Document extract:
Abstract:This study focuses on the radiated seismic energy of earthquakes with a magnitude of 6.0 or greater in Qinghai-Xizang Plateau of China, a region known for its seismic activity due to its unique tectonic setting. Radiated seismic energy, predominantly carried by highfrequency body waves, is a critical parameter that reflects the dynamic rupture process of an earthquake and complements the static characteristics described by seismic moment and moment magnitude. The accurate measurement of the radiated seismic energy is essential for a comprehensive understanding of earthquake dynamics, emergency response, and disaster assessment. The research utilized self-developed software to measure the radiated seismic energy of shallow earthquakes with a moment magnitude (MW) above 6.0 that occurred in QinghaiXizang Plateau since 1990. The study involved 34 earthquakes and aimed to analyze the energy release patterns in the region. It will help us to enhance our understanding of energy release patterns and their implications for seismic hazard assessment.
Introduction
The Qinghai-Xizang Plateau, often referred to as the “Roof of the World”, is not only a significant geographical feature but also a critical area for the study of seismic activity due to its location at the convergence of multiple tectonic plates. The region’s seismicity is influenced by the ongoing collision and compression of the Indian Plate with the Eurasian Plate, leading to a high potentiality for earthquake occurrences. The accurate measurement and analysis of radiated seismic energy are crucial for the potential hazards assessment posed by earthquakes, emergency response strategies forewarning, and guidance on the development of resilient infrastructure.

Short problem a:
Reproduce everything in the passage on radiated seismic energy from "Introduction" down to "of resilient infrastructure.".

Provided records:
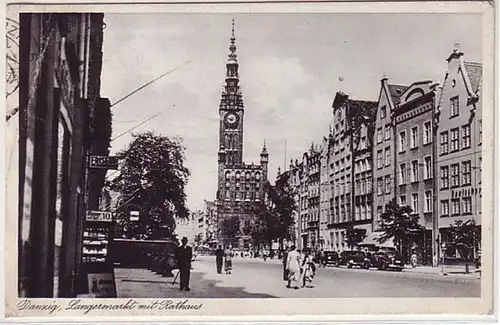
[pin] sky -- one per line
(291, 66)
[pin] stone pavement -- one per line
(142, 283)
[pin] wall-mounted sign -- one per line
(103, 162)
(134, 215)
(100, 216)
(102, 285)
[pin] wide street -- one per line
(254, 278)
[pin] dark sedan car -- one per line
(388, 261)
(330, 258)
(359, 259)
(346, 256)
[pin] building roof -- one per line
(363, 107)
(475, 72)
(395, 91)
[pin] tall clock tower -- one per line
(240, 186)
(231, 112)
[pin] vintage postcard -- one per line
(179, 161)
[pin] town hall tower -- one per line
(240, 185)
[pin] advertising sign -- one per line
(134, 215)
(99, 216)
(102, 285)
(103, 162)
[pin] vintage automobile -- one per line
(328, 258)
(345, 256)
(388, 261)
(359, 259)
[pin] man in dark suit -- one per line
(184, 256)
(219, 255)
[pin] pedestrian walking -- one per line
(219, 257)
(308, 269)
(228, 260)
(184, 256)
(414, 260)
(285, 270)
(293, 267)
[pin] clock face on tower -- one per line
(231, 120)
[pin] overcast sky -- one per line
(290, 69)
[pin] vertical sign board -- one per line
(99, 270)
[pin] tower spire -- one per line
(232, 47)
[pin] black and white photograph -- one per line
(197, 155)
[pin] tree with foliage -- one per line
(152, 181)
(274, 217)
(230, 229)
(198, 239)
(465, 236)
(354, 236)
(398, 223)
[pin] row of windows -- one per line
(384, 157)
(237, 175)
(450, 175)
(413, 170)
(456, 208)
(413, 139)
(450, 140)
(384, 134)
(414, 204)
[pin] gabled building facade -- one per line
(240, 185)
(414, 160)
(460, 140)
(383, 148)
(350, 139)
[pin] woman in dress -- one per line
(293, 267)
(228, 260)
(308, 269)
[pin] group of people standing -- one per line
(298, 268)
(225, 256)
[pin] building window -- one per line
(480, 131)
(455, 206)
(454, 139)
(427, 167)
(414, 137)
(444, 142)
(466, 136)
(428, 201)
(414, 202)
(402, 141)
(380, 159)
(388, 184)
(380, 186)
(402, 174)
(387, 132)
(414, 171)
(455, 175)
(379, 212)
(379, 135)
(445, 207)
(466, 173)
(467, 204)
(362, 144)
(427, 132)
(445, 174)
(454, 106)
(388, 156)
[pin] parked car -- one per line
(477, 260)
(388, 261)
(345, 257)
(329, 258)
(359, 259)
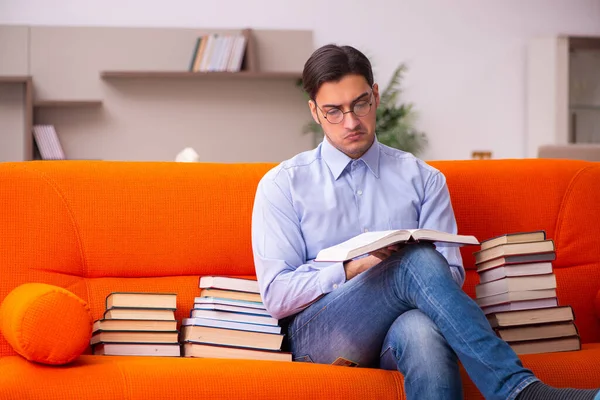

Short problem b:
Collect every line of the records that contains the string "clock". Case counts.

Problem solution a:
Introduction
The Qinghai-Xizang Plateau, often referred to as the “Roof of the World”, is not only a significant geographical feature but also a critical area for the study of seismic activity due to its location at the convergence of multiple tectonic plates. The region’s seismicity is influenced by the ongoing collision and compression of the Indian Plate with the Eurasian Plate, leading to a high potentiality for earthquake occurrences. The accurate measurement and analysis of radiated seismic energy are crucial for the potential hazards assessment posed by earthquakes, emergency response strategies forewarning, and guidance on the development of resilient infrastructure.

Problem solution b:
[pin] tall clock tower -- one per line
[pin] clock face on tower -- one per line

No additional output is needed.